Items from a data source
####################

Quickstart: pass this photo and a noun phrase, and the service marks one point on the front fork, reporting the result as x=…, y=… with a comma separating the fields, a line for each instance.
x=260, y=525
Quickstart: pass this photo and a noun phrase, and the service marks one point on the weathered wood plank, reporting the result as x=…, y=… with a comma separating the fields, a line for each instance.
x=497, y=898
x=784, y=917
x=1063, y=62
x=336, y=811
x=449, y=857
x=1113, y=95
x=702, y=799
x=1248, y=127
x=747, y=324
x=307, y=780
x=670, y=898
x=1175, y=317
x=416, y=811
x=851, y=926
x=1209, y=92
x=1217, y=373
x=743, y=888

####################

**Direction**
Return every line of the data above without changing a single character.

**Expected answer**
Quickstart: pass this photo and a noun phrase, and the service marks one point on the front fork, reporting the result as x=…, y=… with a comma separating the fields, a line for each instance.
x=260, y=525
Quickstart: pass this photo and a noun phrase, and the service marks one point on the weathered wood plank, reporting the result as x=…, y=… with a comma separating the fields, a line for each instance.
x=497, y=898
x=784, y=917
x=1063, y=62
x=336, y=811
x=449, y=857
x=1113, y=95
x=702, y=799
x=1248, y=127
x=747, y=324
x=307, y=780
x=670, y=898
x=1175, y=317
x=416, y=811
x=851, y=926
x=1209, y=92
x=1217, y=373
x=743, y=888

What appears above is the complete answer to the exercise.